1 Department of Medicine, Children's Hospital Medical Center, and the Department of Pediatrics, Harvard Medical School, Boston
The significance of ecological stress factors for understanding the etiology and interrelationships among the pediatric social illnesses was explored in a case-control study of 560 children under 4 years of age. Cases of child abuse and neglect, failure to thrive, accidents, and poisonings were matched on age, socioeconomic status, and ethnic group with children who had comparably acute medical conditions. Data were ascertained from the children's medical records and from an extensive maternal interview which probed historical and contemporary familial, environmental, and child developmental realities.

◆ Assigned task 1: According to the study abstract, how many children took part in the case-control study, and what was their age limit?
◆ Assigned task 2: From the study abstract, extract the part that opens with the words containing "1 Department of" and closes with "child developmental realities.".
◆ Assigned task 3: Write what comes next in the abstract on pediatric social illnesses, starting right after its last sentence.

◆ Supplied entries:
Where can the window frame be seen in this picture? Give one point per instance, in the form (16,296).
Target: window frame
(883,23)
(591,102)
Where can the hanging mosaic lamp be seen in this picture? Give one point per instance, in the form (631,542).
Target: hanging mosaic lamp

◆ Response box 1: 560 children under 4 years of age.

◆ Response box 2:
1 Department of Medicine, Children's Hospital Medical Center, and the Department of Pediatrics, Harvard Medical School, Boston
The significance of ecological stress factors for understanding the etiology and interrelationships among the pediatric social illnesses was explored in a case-control study of 560 children under 4 years of age. Cases of child abuse and neglect, failure to thrive, accidents, and poisonings were matched on age, socioeconomic status, and ethnic group with children who had comparably acute medical conditions. Data were ascertained from the children's medical records and from an extensive maternal interview which probed historical and contemporary familial, environmental, and child developmental realities.

◆ Response box 3:
The findings support the basic hypothesis that the occurrence of pediatric social illness is associated with increased family stress. Child abuse is associated with more extreme stresses in all categories studied; failure to thrive with maternal historical stresses, perceived sickness of the index child, and contemporary social isolation; and accidents with contemporary household crises. An additive mode of pathogenesis of the more severe symptom manifestations is suggested by these data.
Specific at-risk items were also noted. Although child abuse separated sharply from the other entities in a discriminant function regression analysis of the data, the insufficient predictive power of the principal discrimination features suggests that proposed programs to screen for risk of child abuse are of questionable accuracy and social utility.